TASK REQUIREMENTS: Could you print every one of the entries below verbatim, line for line?

EXERCISE MATERIAL:
- - - -

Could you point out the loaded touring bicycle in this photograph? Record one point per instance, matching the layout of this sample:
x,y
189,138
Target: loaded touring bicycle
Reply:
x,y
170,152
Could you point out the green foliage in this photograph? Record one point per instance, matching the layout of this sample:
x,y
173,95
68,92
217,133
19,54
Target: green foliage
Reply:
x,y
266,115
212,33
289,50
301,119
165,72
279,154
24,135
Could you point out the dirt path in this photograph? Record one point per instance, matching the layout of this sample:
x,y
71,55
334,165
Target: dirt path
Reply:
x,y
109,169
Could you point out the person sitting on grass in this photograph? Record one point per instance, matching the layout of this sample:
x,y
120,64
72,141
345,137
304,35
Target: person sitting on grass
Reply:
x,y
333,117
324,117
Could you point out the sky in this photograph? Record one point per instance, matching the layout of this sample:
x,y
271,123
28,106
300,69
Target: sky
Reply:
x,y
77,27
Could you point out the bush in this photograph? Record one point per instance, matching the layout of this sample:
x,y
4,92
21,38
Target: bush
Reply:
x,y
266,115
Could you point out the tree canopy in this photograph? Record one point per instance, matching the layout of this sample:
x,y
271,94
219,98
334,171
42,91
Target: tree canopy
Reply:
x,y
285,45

- - - -

TASK OUTPUT:
Could you point out the loaded touring bicycle in this photograph? Record one point per instance, matching the layout of this sample:
x,y
189,138
Target: loaded touring bicycle
Reply:
x,y
170,152
Could you point out the green foliage in this photograph? Record one point per instance, matching the layout of this sample:
x,y
173,95
68,92
217,133
19,54
Target: green foliage
Reply:
x,y
266,115
212,33
289,50
301,119
165,72
279,154
24,135
Could you point out the dirt path in this photograph? Record one point per instance, matching the layout of this sample:
x,y
71,55
334,165
Target: dirt path
Reply:
x,y
109,169
Could you point out the person sitting on grass in this photograph? Record one point per instance, matching the layout of this sample:
x,y
120,64
72,141
345,137
304,35
Target: person sitting on grass
Reply:
x,y
333,117
324,117
Could you point out the sky in this photograph? Record one point per instance, matching the layout of this sample:
x,y
271,123
28,106
300,69
Target: sky
Reply:
x,y
77,27
Could you point out the bush in this photograph? Record one point per instance, matching the layout of this sample:
x,y
4,92
21,38
Target: bush
Reply:
x,y
266,115
Could you point out the tree canopy in this photograph? Record one point per instance, matching the layout of this sample:
x,y
271,94
219,98
334,171
42,91
Target: tree canopy
Reply:
x,y
285,45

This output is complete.